Regex, HTML, and my sanity

The answer I came up with is at the bottom. But first, a brief digression.

There were several responses to my regex puzzle. They can be grouped into:

  1. Here's how you do it
  2. Here's how you do it without using regex
  3. Using regex on this problem will cause the Dow to drop and the end of Western civilization as we know it (Question: Would that mean that eastern civilization would take over? Discuss this in your group, and be ready to present to the larger group when we get back together)
  4. How *do* you do that?

#1 was the kind of response I expected. My original idea was to highlight a regex technicque that made this a lot easier and more robust than the code I had seen suggested.

#2 is interesting. Clearly, if you can find a good library - and it's not more effort to prove that it is good than to create your own (remembering that you always underestimate how much effort it is to do it yourself), you should use it.  But that really wasn't the point of my post - my question was “how you would do it using regex?“.

Which brings us to #3. While I agree with Raymond that there are cases where regex is more trouble than it's worth - something like brace matching comes to mind - I'm not sure that I agree in this case. You can't use an XML approach because HTML isn't required to be well-formed, which means you're either using a library or writing custom code. I'm not convinced that custom code is going to be more robust than a well-written regex without a fair bit of testing, and I do know that it would just as easy (perhaps easier) to write custom code that isn't robust as it would be to write a regex that isn't robust.

On to our solution. Note that I'm not claiming that this is a robust and tested solution - I'm more interested in showing off a regex technique. If you want to use it for real, be sure to test it well.

Conventional regex systems would require us to enumerate every tag that we want to replace. In that direction lies madness, as it's pretty likely you won't get it right. The example I saw, for example, didn't even replace “<script>“. But .NET regex (and current Perl syntax, IIRC...) allows you to use zero-width assertions and specify what you don't want to match.

TRY IT>
Reproduce the passage of the post on regex and HTML starting with "There were several" and going on through "you do that?".

SUPPLIED RECORDS>
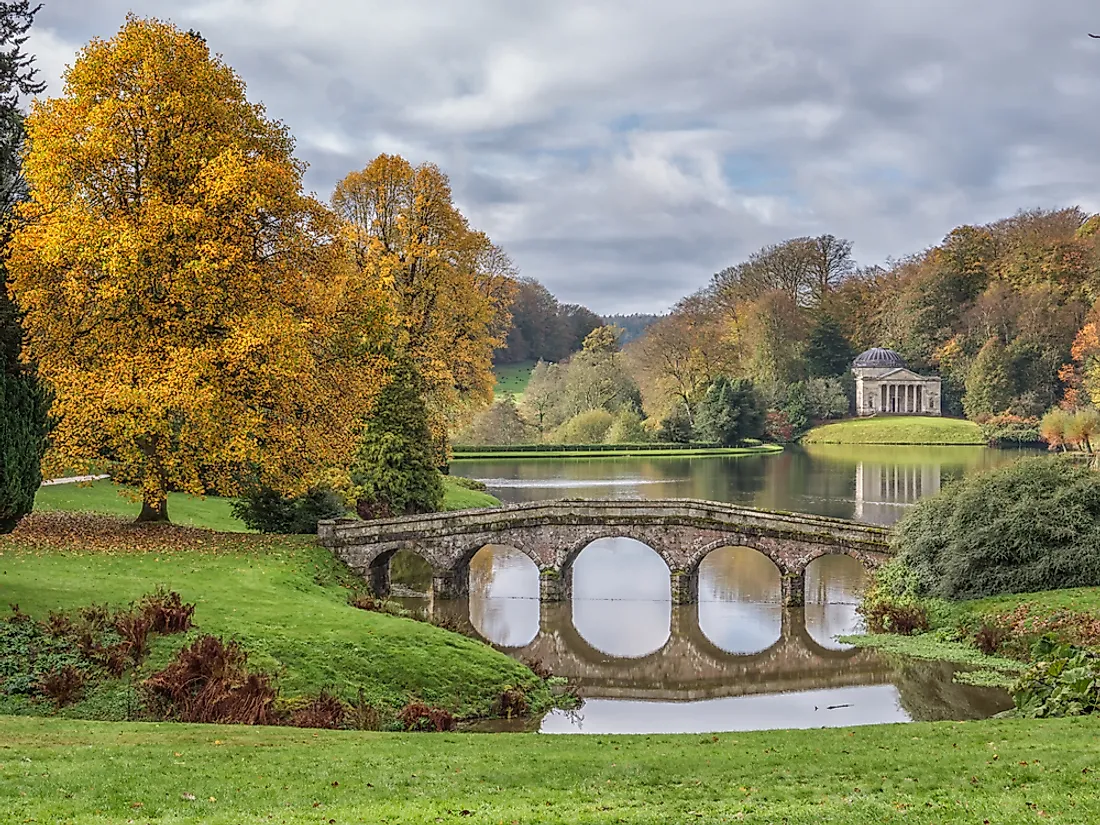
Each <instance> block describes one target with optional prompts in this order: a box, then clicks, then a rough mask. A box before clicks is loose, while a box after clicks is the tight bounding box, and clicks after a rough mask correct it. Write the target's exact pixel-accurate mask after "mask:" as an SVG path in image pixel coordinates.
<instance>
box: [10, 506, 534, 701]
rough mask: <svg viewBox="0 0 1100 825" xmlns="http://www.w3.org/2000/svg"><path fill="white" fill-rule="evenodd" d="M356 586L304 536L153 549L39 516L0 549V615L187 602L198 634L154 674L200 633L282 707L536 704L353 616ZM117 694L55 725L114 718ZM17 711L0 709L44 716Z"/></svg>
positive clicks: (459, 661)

EXPECTED OUTPUT>
There were several responses to my regex puzzle. They can be grouped into:

  1. Here's how you do it
  2. Here's how you do it without using regex
  3. Using regex on this problem will cause the Dow to drop and the end of Western civilization as we know it (Question: Would that mean that eastern civilization would take over? Discuss this in your group, and be ready to present to the larger group when we get back together)
  4. How *do* you do that?